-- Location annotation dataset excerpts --

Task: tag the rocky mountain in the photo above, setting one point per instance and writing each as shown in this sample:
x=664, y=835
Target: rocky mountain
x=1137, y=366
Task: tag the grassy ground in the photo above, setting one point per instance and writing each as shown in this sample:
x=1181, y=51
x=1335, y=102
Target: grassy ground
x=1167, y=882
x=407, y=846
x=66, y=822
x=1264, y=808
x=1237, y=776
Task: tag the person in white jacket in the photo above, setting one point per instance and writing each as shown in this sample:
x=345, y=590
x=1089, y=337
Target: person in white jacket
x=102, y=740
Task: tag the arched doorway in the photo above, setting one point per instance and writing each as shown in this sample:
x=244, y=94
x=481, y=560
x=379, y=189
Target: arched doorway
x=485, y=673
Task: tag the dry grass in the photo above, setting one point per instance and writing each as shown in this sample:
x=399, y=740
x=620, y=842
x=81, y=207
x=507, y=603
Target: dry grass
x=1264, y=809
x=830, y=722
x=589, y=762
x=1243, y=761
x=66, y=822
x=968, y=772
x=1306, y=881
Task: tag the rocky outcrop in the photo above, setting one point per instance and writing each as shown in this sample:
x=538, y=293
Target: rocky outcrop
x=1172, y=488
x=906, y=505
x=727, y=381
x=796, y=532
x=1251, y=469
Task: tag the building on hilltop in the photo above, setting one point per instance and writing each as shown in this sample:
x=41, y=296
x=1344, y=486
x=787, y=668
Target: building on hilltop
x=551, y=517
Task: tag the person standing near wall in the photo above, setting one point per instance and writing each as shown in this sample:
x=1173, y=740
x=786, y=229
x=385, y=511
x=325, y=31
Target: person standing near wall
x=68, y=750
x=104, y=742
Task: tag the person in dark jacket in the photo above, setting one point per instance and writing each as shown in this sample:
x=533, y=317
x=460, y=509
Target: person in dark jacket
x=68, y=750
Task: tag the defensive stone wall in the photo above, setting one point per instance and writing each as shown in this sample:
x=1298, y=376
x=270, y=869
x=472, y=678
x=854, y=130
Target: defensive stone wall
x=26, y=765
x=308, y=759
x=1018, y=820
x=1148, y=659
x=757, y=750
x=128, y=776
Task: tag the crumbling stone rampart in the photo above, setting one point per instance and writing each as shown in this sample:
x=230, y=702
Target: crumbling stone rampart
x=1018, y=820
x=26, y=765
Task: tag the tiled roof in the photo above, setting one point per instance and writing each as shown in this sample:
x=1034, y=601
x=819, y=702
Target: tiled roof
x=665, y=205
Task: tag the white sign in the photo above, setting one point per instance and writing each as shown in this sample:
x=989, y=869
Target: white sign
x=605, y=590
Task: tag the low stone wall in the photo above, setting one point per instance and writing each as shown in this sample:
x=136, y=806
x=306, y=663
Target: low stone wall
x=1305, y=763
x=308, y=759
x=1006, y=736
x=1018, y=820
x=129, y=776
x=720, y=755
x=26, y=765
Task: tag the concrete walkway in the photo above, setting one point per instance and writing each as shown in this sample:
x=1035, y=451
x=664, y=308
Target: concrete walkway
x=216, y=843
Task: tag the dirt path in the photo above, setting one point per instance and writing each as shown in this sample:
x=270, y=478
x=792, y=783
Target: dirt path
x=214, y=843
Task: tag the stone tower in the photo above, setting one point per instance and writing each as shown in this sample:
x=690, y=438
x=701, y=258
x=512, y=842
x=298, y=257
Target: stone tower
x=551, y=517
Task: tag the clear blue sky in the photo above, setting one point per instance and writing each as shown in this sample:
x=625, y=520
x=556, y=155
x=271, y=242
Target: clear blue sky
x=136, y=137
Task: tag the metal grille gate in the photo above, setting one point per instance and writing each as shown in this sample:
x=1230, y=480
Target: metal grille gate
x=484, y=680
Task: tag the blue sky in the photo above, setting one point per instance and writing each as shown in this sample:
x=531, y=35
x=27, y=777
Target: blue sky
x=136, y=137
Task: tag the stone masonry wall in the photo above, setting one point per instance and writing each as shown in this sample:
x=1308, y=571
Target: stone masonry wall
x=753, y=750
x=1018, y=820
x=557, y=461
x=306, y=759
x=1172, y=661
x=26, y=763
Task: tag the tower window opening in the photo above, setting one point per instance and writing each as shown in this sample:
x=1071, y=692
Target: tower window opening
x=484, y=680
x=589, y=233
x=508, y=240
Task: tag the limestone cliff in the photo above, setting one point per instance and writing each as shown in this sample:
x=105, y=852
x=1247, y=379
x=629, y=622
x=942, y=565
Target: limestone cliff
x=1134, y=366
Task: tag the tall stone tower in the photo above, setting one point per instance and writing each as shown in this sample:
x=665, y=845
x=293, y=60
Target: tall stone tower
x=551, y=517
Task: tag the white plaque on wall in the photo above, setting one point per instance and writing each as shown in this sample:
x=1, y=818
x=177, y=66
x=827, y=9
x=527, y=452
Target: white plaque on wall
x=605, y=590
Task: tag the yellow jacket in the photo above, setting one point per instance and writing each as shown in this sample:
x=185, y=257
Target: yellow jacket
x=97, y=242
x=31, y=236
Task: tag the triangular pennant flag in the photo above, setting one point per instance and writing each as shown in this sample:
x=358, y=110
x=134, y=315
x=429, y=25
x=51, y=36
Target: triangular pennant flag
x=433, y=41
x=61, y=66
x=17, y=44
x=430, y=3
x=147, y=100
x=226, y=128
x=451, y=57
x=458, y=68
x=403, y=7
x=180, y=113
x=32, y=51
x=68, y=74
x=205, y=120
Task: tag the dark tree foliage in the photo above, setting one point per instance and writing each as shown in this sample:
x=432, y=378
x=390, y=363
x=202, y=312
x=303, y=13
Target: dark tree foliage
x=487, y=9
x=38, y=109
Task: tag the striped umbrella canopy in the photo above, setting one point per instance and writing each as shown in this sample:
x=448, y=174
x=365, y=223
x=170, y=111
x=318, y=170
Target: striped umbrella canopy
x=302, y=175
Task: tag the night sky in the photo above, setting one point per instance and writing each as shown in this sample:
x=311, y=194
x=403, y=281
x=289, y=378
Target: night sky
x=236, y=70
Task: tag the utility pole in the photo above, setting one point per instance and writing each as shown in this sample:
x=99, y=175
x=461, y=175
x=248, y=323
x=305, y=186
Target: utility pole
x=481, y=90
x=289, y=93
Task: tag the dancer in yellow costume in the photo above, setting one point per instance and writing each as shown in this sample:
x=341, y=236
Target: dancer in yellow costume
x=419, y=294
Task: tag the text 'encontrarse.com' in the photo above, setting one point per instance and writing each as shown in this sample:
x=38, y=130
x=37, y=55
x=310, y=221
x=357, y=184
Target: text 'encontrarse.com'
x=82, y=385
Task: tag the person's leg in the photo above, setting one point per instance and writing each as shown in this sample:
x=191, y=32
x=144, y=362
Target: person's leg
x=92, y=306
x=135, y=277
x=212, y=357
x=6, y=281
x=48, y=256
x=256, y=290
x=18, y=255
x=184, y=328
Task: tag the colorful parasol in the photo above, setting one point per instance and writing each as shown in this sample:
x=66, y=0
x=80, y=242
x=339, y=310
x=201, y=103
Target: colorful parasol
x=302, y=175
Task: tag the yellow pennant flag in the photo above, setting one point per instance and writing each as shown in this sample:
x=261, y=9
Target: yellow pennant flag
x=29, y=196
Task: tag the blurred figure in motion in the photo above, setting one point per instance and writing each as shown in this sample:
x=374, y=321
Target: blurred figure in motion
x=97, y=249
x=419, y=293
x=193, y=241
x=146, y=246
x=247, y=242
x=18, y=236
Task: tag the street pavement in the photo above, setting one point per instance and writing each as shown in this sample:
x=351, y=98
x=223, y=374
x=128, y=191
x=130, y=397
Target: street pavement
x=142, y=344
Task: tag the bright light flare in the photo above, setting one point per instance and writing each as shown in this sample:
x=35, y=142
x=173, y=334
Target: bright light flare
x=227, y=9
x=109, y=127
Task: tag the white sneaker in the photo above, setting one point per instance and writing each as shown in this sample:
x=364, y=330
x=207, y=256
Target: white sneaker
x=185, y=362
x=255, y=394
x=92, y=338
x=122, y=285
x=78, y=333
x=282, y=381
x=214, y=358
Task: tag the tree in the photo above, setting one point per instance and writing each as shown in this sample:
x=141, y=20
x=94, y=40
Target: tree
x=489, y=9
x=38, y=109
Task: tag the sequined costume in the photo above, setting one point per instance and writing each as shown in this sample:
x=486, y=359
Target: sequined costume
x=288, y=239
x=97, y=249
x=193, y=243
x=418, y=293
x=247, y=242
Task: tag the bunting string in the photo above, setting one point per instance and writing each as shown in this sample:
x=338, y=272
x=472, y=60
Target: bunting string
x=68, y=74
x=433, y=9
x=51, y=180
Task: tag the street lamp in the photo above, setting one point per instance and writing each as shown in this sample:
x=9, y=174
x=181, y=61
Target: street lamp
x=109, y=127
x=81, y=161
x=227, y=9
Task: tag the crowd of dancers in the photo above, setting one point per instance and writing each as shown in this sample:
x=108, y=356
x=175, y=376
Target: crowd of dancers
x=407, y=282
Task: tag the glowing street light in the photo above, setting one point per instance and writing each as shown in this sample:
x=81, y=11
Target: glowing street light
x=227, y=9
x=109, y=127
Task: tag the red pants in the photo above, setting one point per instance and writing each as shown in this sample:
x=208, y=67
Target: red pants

-- Your task --
Rewrite every line of the records above from the beginning through the line containing "x=1306, y=881", requests included, multiplying each answer coordinate by 1.05 and rounding it to a whole number, with halves rounded up. Leave the requests and their sample coordinates unchanged.

-- Response to the task --
Task: tag the rocky mountain in the photo above, setting one point per instance and writing each as shown in this sample:
x=664, y=835
Target: rocky mountain
x=1194, y=384
Task: tag the grassy ground in the photo above, setting one point per instance and writing each as shown in this sample:
x=1181, y=51
x=1335, y=102
Target: grassy ground
x=1225, y=926
x=427, y=888
x=69, y=863
x=1327, y=848
x=1299, y=815
Task: tag the person in white jacket in the photo above, setting one point per instance and writing each as shown in this sample:
x=345, y=590
x=1089, y=337
Target: person in white jacket
x=107, y=777
Task: tag the arched doorway in the photo above, setting one point per instance and writing each as shown in this sample:
x=244, y=94
x=481, y=560
x=379, y=189
Target: arched doorway
x=509, y=707
Task: tag the dry grass in the photo above, setting one point per instance and writing each as shown in this sample:
x=399, y=740
x=620, y=842
x=81, y=207
x=507, y=603
Target: dry grass
x=1327, y=849
x=872, y=758
x=618, y=800
x=1305, y=799
x=69, y=863
x=1016, y=811
x=1371, y=925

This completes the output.